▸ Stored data
+ + +
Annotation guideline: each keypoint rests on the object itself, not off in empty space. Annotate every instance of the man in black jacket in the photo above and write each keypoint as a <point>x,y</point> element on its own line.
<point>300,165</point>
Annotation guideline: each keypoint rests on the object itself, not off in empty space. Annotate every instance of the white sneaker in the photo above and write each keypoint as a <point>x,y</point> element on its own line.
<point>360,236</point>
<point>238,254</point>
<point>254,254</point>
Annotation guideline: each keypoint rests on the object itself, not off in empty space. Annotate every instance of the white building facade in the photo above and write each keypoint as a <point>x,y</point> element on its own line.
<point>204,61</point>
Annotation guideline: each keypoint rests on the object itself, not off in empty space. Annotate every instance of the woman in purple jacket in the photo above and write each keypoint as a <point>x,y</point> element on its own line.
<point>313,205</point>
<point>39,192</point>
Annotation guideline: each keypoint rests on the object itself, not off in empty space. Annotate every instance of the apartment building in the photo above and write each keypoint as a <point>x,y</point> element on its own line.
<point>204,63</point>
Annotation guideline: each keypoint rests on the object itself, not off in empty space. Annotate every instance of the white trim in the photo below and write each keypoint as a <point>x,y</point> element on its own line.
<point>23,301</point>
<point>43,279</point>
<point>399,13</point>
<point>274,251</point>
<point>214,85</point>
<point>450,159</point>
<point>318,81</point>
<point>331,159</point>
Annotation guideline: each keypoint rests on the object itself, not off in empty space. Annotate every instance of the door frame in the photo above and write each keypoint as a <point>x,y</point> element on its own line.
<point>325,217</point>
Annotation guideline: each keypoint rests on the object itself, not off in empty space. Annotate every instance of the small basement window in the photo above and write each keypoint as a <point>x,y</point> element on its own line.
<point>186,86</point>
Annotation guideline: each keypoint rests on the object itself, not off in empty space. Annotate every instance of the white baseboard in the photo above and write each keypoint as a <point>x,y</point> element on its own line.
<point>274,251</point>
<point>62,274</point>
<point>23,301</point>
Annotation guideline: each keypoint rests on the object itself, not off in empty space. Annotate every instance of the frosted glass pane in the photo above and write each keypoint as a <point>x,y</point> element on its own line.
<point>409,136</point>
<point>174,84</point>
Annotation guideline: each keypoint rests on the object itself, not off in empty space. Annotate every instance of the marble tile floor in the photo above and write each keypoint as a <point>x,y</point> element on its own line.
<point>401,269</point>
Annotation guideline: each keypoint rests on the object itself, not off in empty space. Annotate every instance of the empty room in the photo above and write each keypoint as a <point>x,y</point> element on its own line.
+ + +
▸ What this task involves
Render every one of the entries above as a JSON list of strings, with one string per line and blank lines omitted.

▸ The completed task
[
  "Annotation guideline: each keypoint rests on the object itself, not off in empty space. Annotate every instance of the man in black jacket in the photo above and write each keypoint as a <point>x,y</point> element on its own line.",
  "<point>300,165</point>",
  "Annotation guideline: each keypoint rests on the object itself, not off in empty space. Annotate every instance of the white sneaker in the photo above and write each keypoint as a <point>x,y</point> element on its own line.",
  "<point>360,236</point>",
  "<point>238,254</point>",
  "<point>254,254</point>",
  "Annotation guideline: each keypoint rests on the object itself, not off in empty space. Annotate every instance of the white building facade in the photo above and write each keypoint as a <point>x,y</point> element on its own line.",
  "<point>204,61</point>",
  "Annotation guideline: each keypoint rests on the object itself, not off in empty space. Annotate every instance of the woman in purple jacket in the photo above and write each keypoint as a <point>x,y</point> element on its own line.",
  "<point>313,205</point>",
  "<point>39,192</point>",
  "Annotation guideline: each keypoint rests on the object itself, not off in empty space. Annotate every instance of the apartment building in the photo above and write each keypoint as a <point>x,y</point> element on its own line.",
  "<point>204,63</point>",
  "Annotation guideline: each keypoint rests on the object itself, not off in empty space. Annotate every instance of the white trim in the photo below and write each keypoint as a <point>x,y</point> element on its own line.",
  "<point>23,301</point>",
  "<point>43,279</point>",
  "<point>399,13</point>",
  "<point>274,251</point>",
  "<point>214,85</point>",
  "<point>450,159</point>",
  "<point>318,81</point>",
  "<point>331,159</point>",
  "Annotation guideline: each keypoint rests on the object itself, not off in empty space. Annotate every instance of the door frame in the photo above and write each keypoint as a <point>x,y</point> element on its own line.",
  "<point>325,217</point>",
  "Annotation guideline: each keypoint rests on the object itself, not off in empty space. Annotate every instance of the small basement window in the photo above and write each keypoint as a <point>x,y</point> element on its own line.",
  "<point>186,86</point>",
  "Annotation guideline: each keypoint rests on the object itself, not off in empty space. Annotate every instance of the white baseboard in the photo above and write each keypoint as a <point>x,y</point> element on its own line.",
  "<point>274,251</point>",
  "<point>62,274</point>",
  "<point>23,301</point>",
  "Annotation guideline: each keypoint rests on the object itself, not off in empty space. Annotate every instance of the frosted glass pane in the photo above and write each keypoint as a <point>x,y</point> element on its own line.",
  "<point>409,136</point>",
  "<point>174,84</point>",
  "Annotation guideline: each keypoint rests on the object itself, not off in empty space. Annotate every instance of the marble tile floor in the photo above and write each keypoint as a <point>x,y</point> element on its own line.",
  "<point>401,269</point>",
  "Annotation guideline: each keypoint rests on the object itself, not off in empty space. Annotate every instance of the empty room in the photo above and write each keypoint as a <point>x,y</point> element on its own line."
]